EXTRACTED TEXT ::
^^^^^^^^^^^^^^^^

Bethesda Hospital readied in days to accept COVID-19 patients

An empty hospital room.
A hospital room with a negative air pressure setup sits ready for a COVID-19 patient at Bethesda Hospital in St. Paul on Thursday. The negative air pressure setup pulls air outdoors, rather than filtering back into the hospital.
Evan Frost | MPR News

Updated: 5:36 p.m.

In a flurry of construction, most of it over 72 hours, Bethesda Hospital in St. Paul has become a specialty center for the most severe COVID-19 cases. The first patients are expected to arrive from other M Health Fairview facilities beginning Thursday afternoon.

In the morning, construction crews were making last-minute changes. The transformation shows how quickly the epidemic has forced health care systems to find additional space to isolate people recovering from the illness caused by the coronavirus. Minnesota officials say dozens of people have been hospitalized, a number that increases daily.

^^^^^^^^^^^^^^^^

INSTRUCTIONS ::
**a.** Transcribe part of the Bethesda Hospital article, beginning at the words "A hospital room" and stopping after the words "beginning Thursday afternoon.".
**b.** Pick up the article about Bethesda Hospital's COVID-19 conversion and continue it from its last sentence.
The lines after this are separate material and have no connection to the article.

Dataset entries
^^^^^^^^^^^^^^^^

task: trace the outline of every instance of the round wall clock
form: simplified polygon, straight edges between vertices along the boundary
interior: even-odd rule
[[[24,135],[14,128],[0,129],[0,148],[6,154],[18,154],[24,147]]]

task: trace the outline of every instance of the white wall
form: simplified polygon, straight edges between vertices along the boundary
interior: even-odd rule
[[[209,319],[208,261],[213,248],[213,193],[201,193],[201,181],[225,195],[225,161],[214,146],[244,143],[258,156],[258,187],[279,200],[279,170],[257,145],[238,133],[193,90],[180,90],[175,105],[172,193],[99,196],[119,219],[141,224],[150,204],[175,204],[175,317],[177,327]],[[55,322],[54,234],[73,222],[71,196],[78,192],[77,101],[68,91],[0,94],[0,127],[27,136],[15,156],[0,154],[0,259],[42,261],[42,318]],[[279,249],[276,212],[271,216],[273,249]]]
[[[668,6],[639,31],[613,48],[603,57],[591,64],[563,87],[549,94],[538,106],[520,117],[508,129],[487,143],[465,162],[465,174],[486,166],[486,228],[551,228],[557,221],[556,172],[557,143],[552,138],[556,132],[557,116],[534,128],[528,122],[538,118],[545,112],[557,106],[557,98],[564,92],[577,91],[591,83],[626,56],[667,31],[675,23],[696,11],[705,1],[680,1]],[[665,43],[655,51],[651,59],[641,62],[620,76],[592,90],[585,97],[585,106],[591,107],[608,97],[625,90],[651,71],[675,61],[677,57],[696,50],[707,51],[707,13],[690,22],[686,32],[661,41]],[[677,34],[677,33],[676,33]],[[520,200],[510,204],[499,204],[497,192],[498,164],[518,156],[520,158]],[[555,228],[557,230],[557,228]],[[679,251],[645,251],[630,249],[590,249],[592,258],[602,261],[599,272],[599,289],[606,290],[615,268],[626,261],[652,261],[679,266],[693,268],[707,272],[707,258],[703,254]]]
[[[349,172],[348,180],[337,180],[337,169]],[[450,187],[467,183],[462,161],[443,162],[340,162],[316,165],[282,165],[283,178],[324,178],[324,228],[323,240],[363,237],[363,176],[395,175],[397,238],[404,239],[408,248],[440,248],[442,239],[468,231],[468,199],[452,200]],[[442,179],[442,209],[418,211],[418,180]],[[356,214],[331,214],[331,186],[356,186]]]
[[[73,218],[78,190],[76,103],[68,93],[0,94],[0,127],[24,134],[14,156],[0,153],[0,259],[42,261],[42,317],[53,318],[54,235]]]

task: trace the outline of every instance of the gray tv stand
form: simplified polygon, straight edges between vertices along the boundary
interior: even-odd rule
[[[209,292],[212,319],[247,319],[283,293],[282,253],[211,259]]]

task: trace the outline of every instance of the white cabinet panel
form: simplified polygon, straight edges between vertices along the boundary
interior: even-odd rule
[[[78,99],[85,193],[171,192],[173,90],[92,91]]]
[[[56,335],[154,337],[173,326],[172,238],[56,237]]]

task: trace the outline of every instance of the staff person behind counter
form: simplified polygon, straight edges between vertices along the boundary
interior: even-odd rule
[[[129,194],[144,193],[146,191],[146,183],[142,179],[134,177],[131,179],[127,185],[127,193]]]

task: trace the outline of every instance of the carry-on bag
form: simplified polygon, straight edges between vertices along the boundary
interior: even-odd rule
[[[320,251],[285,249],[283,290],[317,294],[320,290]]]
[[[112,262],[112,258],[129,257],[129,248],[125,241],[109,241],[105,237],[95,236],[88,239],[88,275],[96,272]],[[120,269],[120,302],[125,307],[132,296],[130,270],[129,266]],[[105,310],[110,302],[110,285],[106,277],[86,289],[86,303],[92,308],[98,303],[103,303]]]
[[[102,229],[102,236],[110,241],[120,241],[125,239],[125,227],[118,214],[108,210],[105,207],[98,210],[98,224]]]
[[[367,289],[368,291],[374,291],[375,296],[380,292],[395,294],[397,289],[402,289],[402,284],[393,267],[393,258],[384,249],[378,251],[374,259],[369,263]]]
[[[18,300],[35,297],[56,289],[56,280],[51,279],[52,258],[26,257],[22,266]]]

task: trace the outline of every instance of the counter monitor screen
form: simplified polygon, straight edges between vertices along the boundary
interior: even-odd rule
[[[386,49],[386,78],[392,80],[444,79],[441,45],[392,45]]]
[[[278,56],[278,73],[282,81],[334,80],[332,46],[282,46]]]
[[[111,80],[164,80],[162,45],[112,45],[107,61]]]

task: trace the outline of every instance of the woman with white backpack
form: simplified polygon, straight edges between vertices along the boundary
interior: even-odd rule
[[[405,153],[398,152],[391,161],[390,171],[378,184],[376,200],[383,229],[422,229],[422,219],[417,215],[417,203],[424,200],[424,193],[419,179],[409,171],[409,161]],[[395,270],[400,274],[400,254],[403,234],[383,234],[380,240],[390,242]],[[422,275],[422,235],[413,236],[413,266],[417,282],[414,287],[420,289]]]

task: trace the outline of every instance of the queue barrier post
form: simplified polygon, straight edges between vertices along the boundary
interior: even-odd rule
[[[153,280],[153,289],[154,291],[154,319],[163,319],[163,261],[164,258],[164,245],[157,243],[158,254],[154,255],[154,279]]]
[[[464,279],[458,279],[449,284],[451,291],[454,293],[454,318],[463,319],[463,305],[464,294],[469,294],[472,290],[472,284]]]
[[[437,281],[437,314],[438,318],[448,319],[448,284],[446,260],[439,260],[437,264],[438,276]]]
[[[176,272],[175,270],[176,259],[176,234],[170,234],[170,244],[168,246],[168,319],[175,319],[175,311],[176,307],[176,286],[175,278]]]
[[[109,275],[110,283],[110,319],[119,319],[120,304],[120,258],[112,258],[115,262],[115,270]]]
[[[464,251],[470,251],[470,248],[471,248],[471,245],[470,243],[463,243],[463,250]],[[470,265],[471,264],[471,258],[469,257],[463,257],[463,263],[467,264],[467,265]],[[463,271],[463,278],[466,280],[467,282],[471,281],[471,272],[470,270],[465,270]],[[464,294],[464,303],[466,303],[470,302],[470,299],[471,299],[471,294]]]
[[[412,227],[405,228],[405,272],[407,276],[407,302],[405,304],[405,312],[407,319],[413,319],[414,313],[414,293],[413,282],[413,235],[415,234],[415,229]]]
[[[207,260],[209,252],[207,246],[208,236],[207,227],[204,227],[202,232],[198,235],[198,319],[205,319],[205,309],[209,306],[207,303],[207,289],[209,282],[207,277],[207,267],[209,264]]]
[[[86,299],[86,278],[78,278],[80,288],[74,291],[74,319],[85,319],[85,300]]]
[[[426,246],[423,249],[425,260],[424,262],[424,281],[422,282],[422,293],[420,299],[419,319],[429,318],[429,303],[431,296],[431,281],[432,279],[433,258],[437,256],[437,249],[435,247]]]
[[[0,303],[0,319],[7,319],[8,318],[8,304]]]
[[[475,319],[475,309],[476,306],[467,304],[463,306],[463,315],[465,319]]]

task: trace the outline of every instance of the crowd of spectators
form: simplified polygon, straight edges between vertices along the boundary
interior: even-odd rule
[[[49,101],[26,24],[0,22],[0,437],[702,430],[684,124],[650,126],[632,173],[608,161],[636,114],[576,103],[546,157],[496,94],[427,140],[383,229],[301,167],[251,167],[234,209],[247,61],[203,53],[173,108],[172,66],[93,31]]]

^^^^^^^^^^^^^^^^

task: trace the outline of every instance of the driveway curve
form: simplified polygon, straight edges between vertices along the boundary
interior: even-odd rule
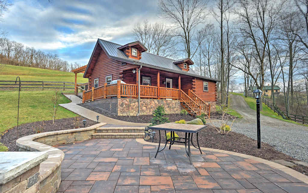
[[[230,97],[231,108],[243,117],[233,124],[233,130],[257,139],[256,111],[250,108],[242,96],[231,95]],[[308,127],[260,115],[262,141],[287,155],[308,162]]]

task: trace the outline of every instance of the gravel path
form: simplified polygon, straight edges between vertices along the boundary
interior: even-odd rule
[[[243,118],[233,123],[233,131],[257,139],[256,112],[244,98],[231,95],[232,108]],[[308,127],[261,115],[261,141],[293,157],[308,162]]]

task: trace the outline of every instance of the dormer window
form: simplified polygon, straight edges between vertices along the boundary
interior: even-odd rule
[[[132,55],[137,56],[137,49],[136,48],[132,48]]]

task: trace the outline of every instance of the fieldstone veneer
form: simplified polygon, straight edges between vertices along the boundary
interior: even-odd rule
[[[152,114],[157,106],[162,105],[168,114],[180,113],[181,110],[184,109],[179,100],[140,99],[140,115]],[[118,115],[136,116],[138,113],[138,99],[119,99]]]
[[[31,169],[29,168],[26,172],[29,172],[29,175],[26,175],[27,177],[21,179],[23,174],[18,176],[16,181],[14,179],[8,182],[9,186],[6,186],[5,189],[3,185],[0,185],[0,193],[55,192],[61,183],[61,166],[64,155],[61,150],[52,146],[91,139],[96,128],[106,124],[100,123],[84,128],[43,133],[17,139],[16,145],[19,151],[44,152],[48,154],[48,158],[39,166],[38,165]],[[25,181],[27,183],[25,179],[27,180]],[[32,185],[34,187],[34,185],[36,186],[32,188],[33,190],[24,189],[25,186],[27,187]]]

^^^^^^^^^^^^^^^^

RESPONSE LIST ::
**a.**
A hospital room with a negative air pressure setup sits ready for a COVID-19 patient at Bethesda Hospital in St. Paul on Thursday. The negative air pressure setup pulls air outdoors, rather than filtering back into the hospital.
Evan Frost | MPR News

Updated: 5:36 p.m.

In a flurry of construction, most of it over 72 hours, Bethesda Hospital in St. Paul has become a specialty center for the most severe COVID-19 cases. The first patients are expected to arrive from other M Health Fairview facilities beginning Thursday afternoon.

**b.**
“The bricks and mortar changed a little, but the program offerings and what we can give is completely different,” said Dr. Brian Amdahl, vice president of medical affairs with Fairview Health Services. “The big transition though is what you can’t take a picture of, the level of expertise that’s in here. We now have in-house intensive care unit doctors, researchers, hospitalists, registered nurse anesthetists, these patients will have access to the NIH drug trials that the university is participating in.”

Until last Friday, Bethesda was a long-term acute care hospital. The system transferred around 45 patients to other facilities.

The refurbished hospital has a total of 90 beds and 55 patient rooms, 35 of which are ICU patient rooms. There are 35 ventilators in the building, one for each ICU room.

Facilities staff using industrial-type fans and HVAC know-how added negative airflow to the ICUs. The upgrade helps to make sure air from a patient’s room is not recirculated within the hospital.

Other spaces have new uses and renovations required by coronavirus care. A former gym in the basement is now a radiology room. Crews pulled carpets up and replaced them with linoleum to ease cleaning.

Around the hospital, makeshift signs on doors directing workers to scrubs and radiologist offices. Teams of doctors and nurses walked around to get familiar with the rooms and what they’ll be used for.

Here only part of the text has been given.